== INFORMATION SHOWN ==

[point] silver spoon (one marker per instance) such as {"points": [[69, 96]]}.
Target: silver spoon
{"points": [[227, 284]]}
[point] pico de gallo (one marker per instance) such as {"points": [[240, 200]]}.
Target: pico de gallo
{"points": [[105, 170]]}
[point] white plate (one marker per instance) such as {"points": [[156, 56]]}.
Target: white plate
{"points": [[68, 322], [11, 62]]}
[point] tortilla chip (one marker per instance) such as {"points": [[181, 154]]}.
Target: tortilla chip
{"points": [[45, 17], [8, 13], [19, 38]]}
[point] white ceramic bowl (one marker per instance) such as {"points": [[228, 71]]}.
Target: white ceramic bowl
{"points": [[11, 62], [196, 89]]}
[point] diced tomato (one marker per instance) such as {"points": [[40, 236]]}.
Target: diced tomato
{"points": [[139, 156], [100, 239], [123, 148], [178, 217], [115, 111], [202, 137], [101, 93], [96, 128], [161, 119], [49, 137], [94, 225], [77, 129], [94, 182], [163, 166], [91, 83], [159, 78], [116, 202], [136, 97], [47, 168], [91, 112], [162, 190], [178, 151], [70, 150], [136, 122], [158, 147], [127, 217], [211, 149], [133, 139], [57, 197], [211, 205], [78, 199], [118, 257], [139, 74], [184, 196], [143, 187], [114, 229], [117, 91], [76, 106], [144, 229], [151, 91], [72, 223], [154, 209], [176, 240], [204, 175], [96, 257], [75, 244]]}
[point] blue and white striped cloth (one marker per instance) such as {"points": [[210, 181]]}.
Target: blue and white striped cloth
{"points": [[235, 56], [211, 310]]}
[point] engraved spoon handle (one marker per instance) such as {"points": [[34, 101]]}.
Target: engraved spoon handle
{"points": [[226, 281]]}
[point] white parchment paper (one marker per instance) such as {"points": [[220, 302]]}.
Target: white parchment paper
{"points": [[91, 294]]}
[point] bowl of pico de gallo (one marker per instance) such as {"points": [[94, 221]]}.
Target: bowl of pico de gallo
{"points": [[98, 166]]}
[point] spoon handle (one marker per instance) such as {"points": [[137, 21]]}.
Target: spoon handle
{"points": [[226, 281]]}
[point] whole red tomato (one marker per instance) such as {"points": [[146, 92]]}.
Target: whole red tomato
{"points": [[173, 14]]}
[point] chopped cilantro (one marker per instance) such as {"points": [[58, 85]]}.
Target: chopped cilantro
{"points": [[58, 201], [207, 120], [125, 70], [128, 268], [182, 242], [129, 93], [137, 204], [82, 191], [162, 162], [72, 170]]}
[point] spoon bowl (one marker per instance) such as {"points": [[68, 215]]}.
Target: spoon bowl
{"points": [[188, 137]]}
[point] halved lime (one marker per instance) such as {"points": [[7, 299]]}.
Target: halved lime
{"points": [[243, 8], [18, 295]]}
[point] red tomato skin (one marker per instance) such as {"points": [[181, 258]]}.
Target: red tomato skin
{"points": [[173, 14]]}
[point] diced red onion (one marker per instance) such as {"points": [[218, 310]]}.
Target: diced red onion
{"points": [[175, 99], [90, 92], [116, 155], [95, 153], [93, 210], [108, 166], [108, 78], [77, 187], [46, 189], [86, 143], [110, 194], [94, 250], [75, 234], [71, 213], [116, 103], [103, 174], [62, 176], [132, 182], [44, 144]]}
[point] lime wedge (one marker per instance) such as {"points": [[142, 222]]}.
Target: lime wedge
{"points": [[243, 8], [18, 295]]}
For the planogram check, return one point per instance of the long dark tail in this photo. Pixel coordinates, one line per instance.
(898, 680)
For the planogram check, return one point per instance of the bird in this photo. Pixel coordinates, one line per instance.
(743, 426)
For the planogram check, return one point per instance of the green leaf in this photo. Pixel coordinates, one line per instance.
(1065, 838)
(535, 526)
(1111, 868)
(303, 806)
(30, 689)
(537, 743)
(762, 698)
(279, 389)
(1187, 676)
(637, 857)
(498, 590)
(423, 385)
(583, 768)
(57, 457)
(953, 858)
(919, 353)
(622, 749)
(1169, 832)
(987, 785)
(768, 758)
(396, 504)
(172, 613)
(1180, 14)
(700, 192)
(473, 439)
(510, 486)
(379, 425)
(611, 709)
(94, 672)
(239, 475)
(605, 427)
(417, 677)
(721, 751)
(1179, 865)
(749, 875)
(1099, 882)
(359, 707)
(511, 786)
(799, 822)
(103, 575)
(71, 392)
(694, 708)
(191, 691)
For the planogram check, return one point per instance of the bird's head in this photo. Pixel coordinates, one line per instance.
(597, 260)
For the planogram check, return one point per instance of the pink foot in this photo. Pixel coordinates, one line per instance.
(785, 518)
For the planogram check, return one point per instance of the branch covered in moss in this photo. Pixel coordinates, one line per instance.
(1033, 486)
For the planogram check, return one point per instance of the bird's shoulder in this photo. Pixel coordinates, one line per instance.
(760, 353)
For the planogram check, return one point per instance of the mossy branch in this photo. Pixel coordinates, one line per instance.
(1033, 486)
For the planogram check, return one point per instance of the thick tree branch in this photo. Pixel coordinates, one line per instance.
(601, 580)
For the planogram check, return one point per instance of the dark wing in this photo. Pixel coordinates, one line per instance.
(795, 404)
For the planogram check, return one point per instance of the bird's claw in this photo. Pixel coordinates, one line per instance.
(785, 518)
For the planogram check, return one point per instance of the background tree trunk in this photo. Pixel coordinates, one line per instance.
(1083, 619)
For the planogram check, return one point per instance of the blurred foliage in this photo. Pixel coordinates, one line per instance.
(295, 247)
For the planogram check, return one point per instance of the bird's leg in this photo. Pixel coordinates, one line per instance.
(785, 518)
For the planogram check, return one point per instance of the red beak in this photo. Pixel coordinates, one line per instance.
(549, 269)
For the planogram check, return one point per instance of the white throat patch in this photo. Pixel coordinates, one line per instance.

== GIVEN INSTRUCTION ==
Arrange the lines of the records from the line containing "of the dark" through the end of the records, inclusive, as a Markdown table with the columns n and Line, numbering each row and leaving out blank lines.

== ANSWER TO THE PROBLEM ==
| n | Line |
|---|---|
| 1 | For the planogram check, return one point per instance of the dark wing in this photo. Pixel coordinates, one line per instance. |
| 2 | (795, 404) |
| 3 | For the planogram check, return one point per instance of the bird's claw in this photo. Pixel coordinates, one line per instance. |
| 4 | (785, 518) |
| 5 | For the planogram check, return one point per instance of the background tree trunk in this photo. Pixel coordinates, one line per instance. |
| 6 | (1083, 619) |
| 7 | For the planogram check, return one point per instance of the blurred foliage in this photo. Pixel coordinates, one line per instance. |
| 8 | (295, 247) |
| 9 | For the planogram check, return one point per instance of the bird's leg in this photo. Pixel coordinates, one line per instance. |
| 10 | (785, 518) |
| 11 | For the planogram check, return one point per instance of the red beak in this photo. Pixel coordinates, one line per instance. |
| 12 | (549, 269) |
| 13 | For the planogram check, return one point per instance of the white throat patch in this photo. Pixel coordinates, one line per instance. |